§ **INFORMATION SHOWN**

-=-=-

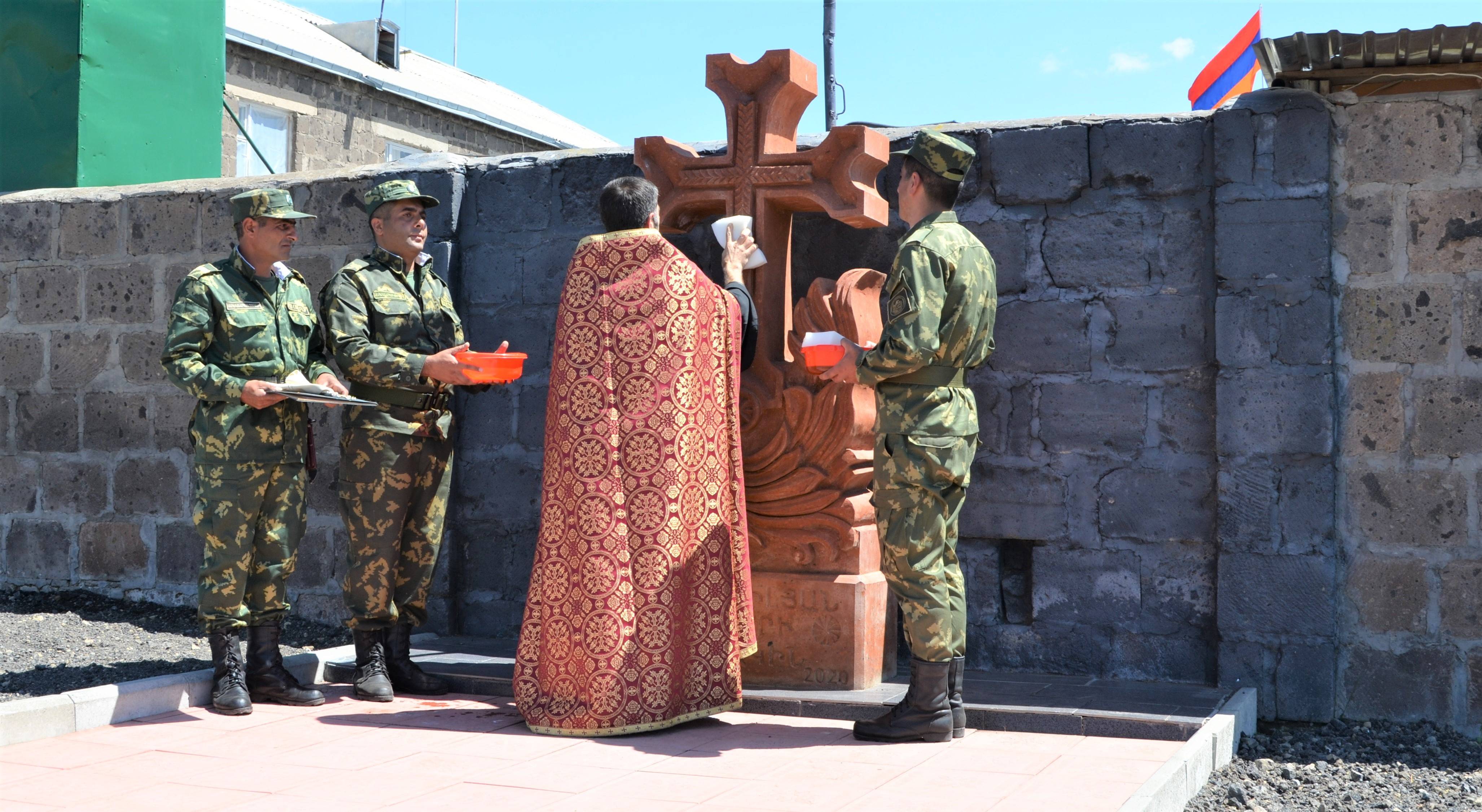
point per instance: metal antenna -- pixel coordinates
(830, 113)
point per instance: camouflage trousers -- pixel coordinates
(920, 488)
(251, 518)
(393, 495)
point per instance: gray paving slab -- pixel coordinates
(995, 700)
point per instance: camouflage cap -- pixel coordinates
(940, 153)
(396, 190)
(264, 204)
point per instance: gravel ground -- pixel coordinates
(54, 642)
(1348, 767)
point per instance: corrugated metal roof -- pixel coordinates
(1444, 45)
(295, 35)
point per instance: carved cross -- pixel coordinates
(764, 175)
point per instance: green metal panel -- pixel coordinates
(149, 91)
(38, 94)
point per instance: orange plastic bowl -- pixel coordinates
(821, 356)
(494, 368)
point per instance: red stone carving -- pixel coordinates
(808, 445)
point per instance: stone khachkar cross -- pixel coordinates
(808, 445)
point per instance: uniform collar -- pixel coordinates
(245, 269)
(395, 263)
(933, 220)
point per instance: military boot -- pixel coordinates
(407, 676)
(267, 679)
(229, 684)
(371, 679)
(924, 713)
(959, 716)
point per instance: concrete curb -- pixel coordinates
(1213, 747)
(42, 718)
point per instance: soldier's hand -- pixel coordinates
(447, 370)
(260, 395)
(331, 383)
(736, 255)
(848, 368)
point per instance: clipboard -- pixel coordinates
(313, 393)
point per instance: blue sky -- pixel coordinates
(632, 69)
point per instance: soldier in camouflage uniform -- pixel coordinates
(392, 328)
(238, 327)
(942, 299)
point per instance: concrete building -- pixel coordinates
(313, 94)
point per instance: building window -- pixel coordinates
(398, 152)
(269, 131)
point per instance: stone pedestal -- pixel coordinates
(819, 630)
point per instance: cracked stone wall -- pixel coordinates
(1408, 267)
(1228, 435)
(95, 462)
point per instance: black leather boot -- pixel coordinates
(959, 718)
(229, 687)
(407, 676)
(924, 715)
(371, 679)
(267, 679)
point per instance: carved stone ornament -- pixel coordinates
(808, 445)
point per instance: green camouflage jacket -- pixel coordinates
(381, 325)
(227, 327)
(942, 299)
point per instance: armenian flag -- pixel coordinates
(1232, 72)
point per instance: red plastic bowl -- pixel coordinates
(821, 356)
(494, 368)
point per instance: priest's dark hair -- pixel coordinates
(626, 204)
(939, 190)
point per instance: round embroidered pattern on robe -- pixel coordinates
(583, 346)
(679, 278)
(638, 395)
(558, 639)
(682, 332)
(651, 568)
(633, 339)
(528, 651)
(599, 574)
(591, 458)
(647, 510)
(642, 453)
(605, 691)
(593, 516)
(586, 401)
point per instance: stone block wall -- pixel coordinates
(337, 122)
(1407, 260)
(95, 462)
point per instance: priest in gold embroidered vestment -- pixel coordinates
(639, 606)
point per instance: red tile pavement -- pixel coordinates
(461, 753)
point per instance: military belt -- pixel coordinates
(933, 375)
(420, 401)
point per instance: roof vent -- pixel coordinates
(376, 39)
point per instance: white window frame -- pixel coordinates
(248, 162)
(398, 152)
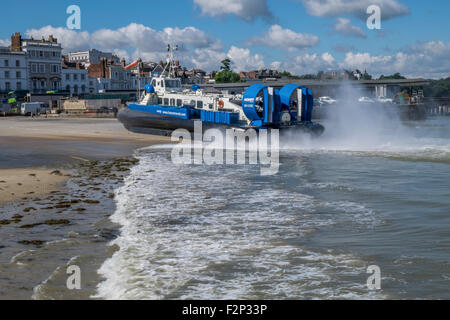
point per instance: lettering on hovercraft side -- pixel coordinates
(171, 113)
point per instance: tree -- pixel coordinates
(226, 75)
(226, 65)
(366, 76)
(395, 76)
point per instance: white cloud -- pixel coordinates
(5, 43)
(243, 60)
(276, 36)
(332, 8)
(247, 10)
(425, 60)
(134, 41)
(345, 27)
(308, 63)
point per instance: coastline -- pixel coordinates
(57, 182)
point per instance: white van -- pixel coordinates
(33, 108)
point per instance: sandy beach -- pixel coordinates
(16, 184)
(33, 150)
(57, 182)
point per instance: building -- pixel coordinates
(13, 70)
(119, 78)
(75, 79)
(98, 85)
(90, 57)
(43, 62)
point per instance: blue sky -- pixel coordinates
(302, 36)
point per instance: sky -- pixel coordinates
(300, 36)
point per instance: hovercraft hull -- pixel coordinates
(157, 124)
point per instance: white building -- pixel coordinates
(75, 81)
(89, 57)
(97, 85)
(43, 62)
(13, 70)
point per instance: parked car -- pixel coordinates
(327, 100)
(318, 103)
(33, 108)
(366, 100)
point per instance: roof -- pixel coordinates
(311, 83)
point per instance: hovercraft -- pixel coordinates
(164, 107)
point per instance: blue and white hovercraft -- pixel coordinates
(165, 107)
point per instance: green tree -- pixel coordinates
(366, 76)
(226, 75)
(226, 65)
(395, 76)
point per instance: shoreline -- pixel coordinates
(68, 170)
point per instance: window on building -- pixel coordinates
(55, 68)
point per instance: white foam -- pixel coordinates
(199, 232)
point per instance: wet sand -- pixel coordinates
(28, 142)
(57, 182)
(17, 184)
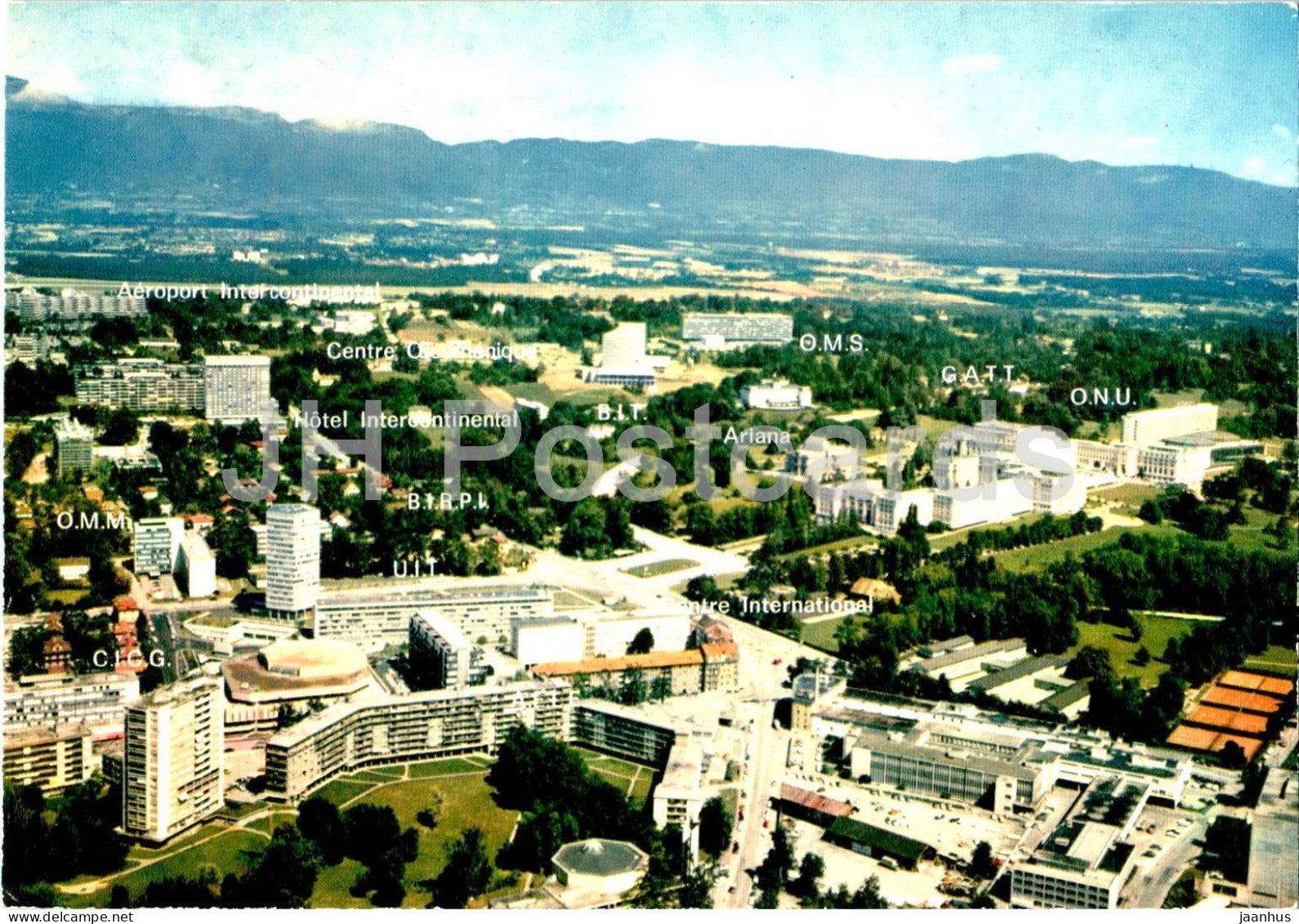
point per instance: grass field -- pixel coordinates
(225, 850)
(665, 567)
(1274, 658)
(1036, 558)
(1118, 642)
(636, 780)
(466, 802)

-=-=-

§ **EXERCISE REQUIREMENTS**
Transcribe the full listing above exactly, with the images removed.

§ **ANSWER TO THIS TASK**
point per instance: metal antenna -- pixel coordinates
(830, 113)
point per instance: camouflage trousers -- pixel coordinates
(920, 488)
(251, 518)
(393, 495)
point per instance: gray paving slab -- pixel coordinates
(995, 700)
point per instance: camouflage cap -- pixel coordinates
(940, 153)
(396, 190)
(264, 204)
point per instance: gravel ground -- pixel coordinates
(54, 642)
(1348, 767)
point per instance: corrugated metal roof -- pixel coordinates
(1444, 45)
(295, 35)
point per instance: carved cross -- pixel coordinates
(764, 175)
point per instance: green metal panel -- pixel coordinates
(149, 91)
(38, 94)
point per instance: orange plastic bowl -- pixel coordinates
(821, 356)
(494, 368)
point per instance: red stone carving -- pixel coordinates
(808, 445)
point per instance: stone khachkar cross -- pixel coordinates
(808, 445)
point per instance: uniform collar -- pixel coordinates
(245, 269)
(395, 263)
(933, 220)
point per instance: military boot -- pixel coordinates
(407, 676)
(267, 679)
(229, 684)
(371, 679)
(924, 713)
(959, 716)
point per instance: concrete curb -- pixel coordinates
(1213, 747)
(42, 718)
point per instance: soldier's hand -- pixel coordinates
(447, 370)
(260, 395)
(331, 383)
(736, 255)
(848, 368)
point per instance: clipboard -- pixel coordinates
(313, 393)
point per instance: blue sky -- pixel coordinates
(632, 69)
point per instance: soldier in camouflage uniform -- pixel coordinates
(392, 328)
(238, 327)
(942, 299)
point per instance: concrete building -- pixel coordinates
(313, 94)
point per instance: building window -- pixel coordinates
(398, 152)
(269, 131)
point per instance: stone pedestal -- pixel coordinates
(819, 630)
point per instance: cracked stone wall -- pixel coordinates
(1408, 267)
(1228, 435)
(95, 462)
point per instance: black leather boot -- pixel coordinates
(959, 718)
(229, 687)
(407, 676)
(924, 715)
(371, 679)
(267, 679)
point per instance: carved stone ornament -- pixel coordinates
(808, 445)
point per instance: green camouflage jacket -- pixel coordinates
(381, 325)
(227, 327)
(942, 299)
point per instance: armenian flag -- pixel coordinates
(1232, 72)
point per instance: red plastic bowl -- pixel coordinates
(821, 356)
(494, 368)
point per instance: priest's dark hair -- pixel coordinates
(626, 204)
(939, 190)
point per instance: round embroidered pattern on robe -- pixel coordinates
(583, 346)
(679, 278)
(638, 395)
(558, 639)
(682, 332)
(651, 568)
(633, 339)
(528, 651)
(599, 574)
(591, 458)
(647, 510)
(642, 453)
(605, 691)
(593, 516)
(586, 401)
point per instance: stone block wall -- pixel coordinates
(337, 122)
(1407, 260)
(95, 462)
point per instance: priest in gold embroidered vestment -- pixel coordinates
(639, 606)
point per instance: red tile pavement -- pixel coordinates
(461, 753)
point per instance: military belt -- pixel coordinates
(933, 375)
(420, 401)
point per instance: roof vent -- pixel coordinates
(376, 39)
point per instance: white window frame -- pixel coordinates
(248, 162)
(398, 152)
point per instance: lettering on hovercraft side -- pixel coordinates
(171, 113)
point per instance: tree -- pixel coordinates
(226, 75)
(226, 65)
(366, 76)
(395, 76)
point per instance: white cloud -- pixel coordinates
(5, 43)
(243, 60)
(276, 36)
(332, 8)
(247, 10)
(425, 60)
(134, 41)
(345, 27)
(308, 63)
point per instance: coastline -- pixel coordinates
(57, 182)
point per instance: white van -- pixel coordinates
(33, 108)
point per instance: sandy beach -- pixel coordinates
(16, 184)
(33, 150)
(57, 182)
point per instance: building -- pixel coordinates
(13, 70)
(119, 78)
(75, 79)
(98, 85)
(90, 57)
(43, 62)
point per instance: blue sky -- pixel coordinates
(302, 36)
point per instance: sky -- pixel coordinates
(300, 36)
point per instance: hovercraft hull -- pixel coordinates
(157, 124)
point per instance: white building -- pixel coordinates
(75, 81)
(89, 57)
(97, 85)
(43, 62)
(13, 70)
point per instance: parked car -- pixel coordinates
(327, 100)
(318, 103)
(33, 108)
(366, 100)
point per instance: roof -- pixel coordinates
(311, 83)
point per instance: hovercraft -- pixel coordinates
(164, 107)
point per instance: blue and white hovercraft -- pixel coordinates
(165, 107)
point per instance: green tree -- pixel coordinates
(366, 76)
(226, 75)
(226, 65)
(395, 76)
point per instance: shoreline -- pixel coordinates
(68, 170)
point per instance: window on building -- pixel coordinates
(55, 68)
point per instance: white foam -- pixel coordinates
(199, 232)
point per instance: wet sand -- pixel coordinates
(28, 142)
(57, 182)
(17, 184)
point per instance: grass field -- pixel coordinates
(225, 850)
(665, 567)
(1274, 658)
(1036, 558)
(1118, 642)
(636, 780)
(466, 802)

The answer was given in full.